----- RECORDS FOR THIS EXERCISE -----

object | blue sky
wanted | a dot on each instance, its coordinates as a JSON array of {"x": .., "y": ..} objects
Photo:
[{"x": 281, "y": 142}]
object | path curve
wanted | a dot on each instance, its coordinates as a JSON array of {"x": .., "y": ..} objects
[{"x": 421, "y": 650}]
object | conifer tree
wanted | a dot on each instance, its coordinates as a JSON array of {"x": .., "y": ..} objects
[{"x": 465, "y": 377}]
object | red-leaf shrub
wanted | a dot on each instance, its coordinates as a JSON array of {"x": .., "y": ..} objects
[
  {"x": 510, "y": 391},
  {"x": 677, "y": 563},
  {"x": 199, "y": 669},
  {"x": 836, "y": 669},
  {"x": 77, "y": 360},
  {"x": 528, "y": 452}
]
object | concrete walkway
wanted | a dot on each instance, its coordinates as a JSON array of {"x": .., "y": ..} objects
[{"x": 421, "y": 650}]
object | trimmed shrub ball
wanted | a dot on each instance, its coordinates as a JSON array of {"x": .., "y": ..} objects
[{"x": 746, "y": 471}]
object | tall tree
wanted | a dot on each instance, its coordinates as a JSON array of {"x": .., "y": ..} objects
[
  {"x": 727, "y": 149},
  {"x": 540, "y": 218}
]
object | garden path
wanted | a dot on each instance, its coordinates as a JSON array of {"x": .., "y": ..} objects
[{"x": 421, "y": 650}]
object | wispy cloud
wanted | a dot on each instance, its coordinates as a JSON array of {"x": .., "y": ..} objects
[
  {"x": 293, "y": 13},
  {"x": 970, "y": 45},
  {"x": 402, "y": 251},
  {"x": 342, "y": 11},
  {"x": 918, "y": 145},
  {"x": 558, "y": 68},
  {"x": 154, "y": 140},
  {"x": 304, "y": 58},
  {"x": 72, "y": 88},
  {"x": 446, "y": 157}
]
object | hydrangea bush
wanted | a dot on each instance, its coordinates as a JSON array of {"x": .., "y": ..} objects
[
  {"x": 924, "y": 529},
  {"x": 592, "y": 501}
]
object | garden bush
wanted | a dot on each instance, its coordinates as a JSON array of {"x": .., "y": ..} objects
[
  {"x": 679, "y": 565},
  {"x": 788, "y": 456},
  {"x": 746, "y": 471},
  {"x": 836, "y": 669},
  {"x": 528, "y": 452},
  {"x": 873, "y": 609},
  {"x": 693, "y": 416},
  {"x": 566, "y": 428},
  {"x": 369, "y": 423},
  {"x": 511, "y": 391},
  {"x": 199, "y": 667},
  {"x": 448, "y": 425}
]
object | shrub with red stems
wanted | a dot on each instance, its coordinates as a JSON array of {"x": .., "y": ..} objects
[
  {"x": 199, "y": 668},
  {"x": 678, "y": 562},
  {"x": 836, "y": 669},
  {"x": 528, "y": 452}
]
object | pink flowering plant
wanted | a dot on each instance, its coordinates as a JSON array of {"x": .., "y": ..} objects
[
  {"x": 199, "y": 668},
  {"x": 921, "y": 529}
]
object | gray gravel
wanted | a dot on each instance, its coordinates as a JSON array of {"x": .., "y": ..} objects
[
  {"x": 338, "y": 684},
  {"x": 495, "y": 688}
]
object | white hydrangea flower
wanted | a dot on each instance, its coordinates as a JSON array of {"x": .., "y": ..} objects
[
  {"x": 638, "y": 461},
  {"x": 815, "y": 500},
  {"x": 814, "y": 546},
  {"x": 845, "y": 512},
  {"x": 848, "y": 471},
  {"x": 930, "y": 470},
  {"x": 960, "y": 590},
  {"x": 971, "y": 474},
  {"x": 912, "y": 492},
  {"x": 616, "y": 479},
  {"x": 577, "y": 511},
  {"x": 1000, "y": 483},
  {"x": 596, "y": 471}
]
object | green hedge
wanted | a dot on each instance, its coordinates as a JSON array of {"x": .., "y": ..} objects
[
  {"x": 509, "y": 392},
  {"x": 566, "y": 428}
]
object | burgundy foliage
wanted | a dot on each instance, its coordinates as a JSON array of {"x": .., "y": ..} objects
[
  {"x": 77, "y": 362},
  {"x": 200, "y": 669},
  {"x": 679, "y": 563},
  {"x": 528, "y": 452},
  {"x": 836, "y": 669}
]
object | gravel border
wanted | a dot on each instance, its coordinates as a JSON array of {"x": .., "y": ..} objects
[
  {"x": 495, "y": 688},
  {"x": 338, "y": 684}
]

-----

TASK TO CARRY OUT
Copy the material above line by line, keeping every character unchanged.

RESPONSE FOR THIS EXERCISE
object | blue sky
wanted | a dot on each instance, its coordinates as a JSON array of {"x": .., "y": ..} objects
Photo:
[{"x": 281, "y": 142}]
object | path curve
wanted | a dot on each instance, its coordinates as a JSON array of {"x": .., "y": ..} objects
[{"x": 421, "y": 650}]
object | conifer tree
wanted | a dot on each instance, its coordinates as a JSON array of {"x": .., "y": ..} objects
[{"x": 465, "y": 377}]
object | red-leaf shrub
wanted | a dot on each instance, its coordinates as a JSON array of {"x": .., "y": ..} objects
[
  {"x": 510, "y": 391},
  {"x": 677, "y": 563},
  {"x": 199, "y": 669},
  {"x": 836, "y": 669},
  {"x": 77, "y": 360},
  {"x": 528, "y": 452}
]
object | concrete walkway
wanted | a dot on each instance, its coordinates as a JSON array of {"x": .., "y": ..} objects
[{"x": 421, "y": 650}]
object | trimmed shrub ball
wanted | a dot on each instance, its coordinates as a JSON array of {"x": .., "y": ..} objects
[{"x": 746, "y": 471}]
object | tall tree
wanted | a dot on each instance, its coordinates as a JSON array of {"x": .., "y": ..} objects
[
  {"x": 727, "y": 149},
  {"x": 540, "y": 218}
]
object | garden path
wanted | a dot on each instance, its coordinates as a JSON array of {"x": .., "y": ..} objects
[{"x": 421, "y": 650}]
object | wispy cloud
wanted | a dot on each instance, its coordinates as a JSON array of {"x": .., "y": ..} objects
[
  {"x": 293, "y": 13},
  {"x": 970, "y": 45},
  {"x": 402, "y": 251},
  {"x": 342, "y": 11},
  {"x": 918, "y": 145},
  {"x": 558, "y": 68},
  {"x": 154, "y": 140},
  {"x": 304, "y": 58},
  {"x": 72, "y": 88},
  {"x": 446, "y": 157}
]
object | hydrangea bush
wanted | a dot on each instance, its coordinates as a JSON array of {"x": .., "y": ..} objects
[
  {"x": 924, "y": 529},
  {"x": 592, "y": 501}
]
object | garden bush
wanted | a dot on each instance, its coordinates as a JSON array of {"x": .., "y": ..} objects
[
  {"x": 679, "y": 565},
  {"x": 788, "y": 456},
  {"x": 746, "y": 471},
  {"x": 836, "y": 669},
  {"x": 528, "y": 452},
  {"x": 873, "y": 609},
  {"x": 693, "y": 416},
  {"x": 566, "y": 428},
  {"x": 369, "y": 423},
  {"x": 511, "y": 391},
  {"x": 199, "y": 667},
  {"x": 448, "y": 425}
]
object | shrub with red stems
wanted | a dot on each instance, its coordinates as a JSON array of {"x": .., "y": ..} objects
[
  {"x": 199, "y": 668},
  {"x": 678, "y": 562},
  {"x": 836, "y": 669},
  {"x": 528, "y": 452}
]
object | pink flowering plant
wanted | a dot on each instance, its coordinates as a JSON array of {"x": .., "y": ..} objects
[
  {"x": 199, "y": 668},
  {"x": 921, "y": 529}
]
object | gray gravel
wanted | a dot on each instance, its coordinates as a JSON array of {"x": .., "y": ..} objects
[
  {"x": 338, "y": 684},
  {"x": 495, "y": 688}
]
object | white hydrangea flower
wanted | a dot on each instance, its coordinates as a JSON array of {"x": .., "y": ..} objects
[
  {"x": 638, "y": 461},
  {"x": 815, "y": 500},
  {"x": 814, "y": 546},
  {"x": 845, "y": 512},
  {"x": 848, "y": 471},
  {"x": 930, "y": 470},
  {"x": 960, "y": 590},
  {"x": 971, "y": 474},
  {"x": 912, "y": 492},
  {"x": 616, "y": 479},
  {"x": 577, "y": 511},
  {"x": 1000, "y": 483},
  {"x": 596, "y": 471}
]
object | green hedge
wanted | a dot on each instance, its coordinates as a JSON array of {"x": .., "y": ..} objects
[
  {"x": 509, "y": 392},
  {"x": 566, "y": 428}
]
object | burgundy foliage
wanted | a dot on each instance, its coordinates as a JSON array of {"x": .., "y": ..} objects
[
  {"x": 77, "y": 362},
  {"x": 200, "y": 669},
  {"x": 679, "y": 563},
  {"x": 528, "y": 452},
  {"x": 836, "y": 669}
]
object | gravel border
wanted | a dot on each instance, its coordinates as a JSON array of {"x": .., "y": ..} objects
[
  {"x": 495, "y": 688},
  {"x": 338, "y": 684}
]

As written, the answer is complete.